### Description of the task
Add 40 to every number in the answers below, including both the viewBox values and the path coordinates. Then write out all the lines of every row again, requests included.

— Begin Information supplied —

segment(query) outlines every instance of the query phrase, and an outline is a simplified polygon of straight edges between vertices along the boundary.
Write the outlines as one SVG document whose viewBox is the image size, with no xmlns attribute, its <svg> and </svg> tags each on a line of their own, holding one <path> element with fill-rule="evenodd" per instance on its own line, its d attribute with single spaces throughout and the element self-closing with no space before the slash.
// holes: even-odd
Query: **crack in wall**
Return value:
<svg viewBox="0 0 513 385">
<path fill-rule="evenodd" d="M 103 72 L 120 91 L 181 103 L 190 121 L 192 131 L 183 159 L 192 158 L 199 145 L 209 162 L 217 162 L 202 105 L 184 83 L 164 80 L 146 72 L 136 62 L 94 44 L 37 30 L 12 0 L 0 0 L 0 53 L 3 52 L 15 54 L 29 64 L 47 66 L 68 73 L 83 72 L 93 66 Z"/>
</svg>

— End Information supplied —

### Answer to this exercise
segment(query) outlines every instance of the query phrase, and an outline is a simplified polygon of straight edges between vertices along the boundary.
Write the outlines as one SVG document whose viewBox is the image size, with no xmlns attribute, its <svg> and </svg> tags each on a line of their own, holding one <path> element with fill-rule="evenodd" per instance on its own line, its d attribute with single spaces throughout and the element self-closing with no space before the slash.
// holes: even-odd
Query: **crack in wall**
Return value:
<svg viewBox="40 40 553 425">
<path fill-rule="evenodd" d="M 143 112 L 160 131 L 221 143 L 230 161 L 232 171 L 223 199 L 232 198 L 239 185 L 249 202 L 257 202 L 242 145 L 224 123 L 204 120 L 186 112 L 176 102 L 134 84 L 77 70 L 52 40 L 40 40 L 40 93 L 43 92 L 55 94 L 69 104 L 87 106 L 108 113 L 123 112 L 133 106 Z"/>
</svg>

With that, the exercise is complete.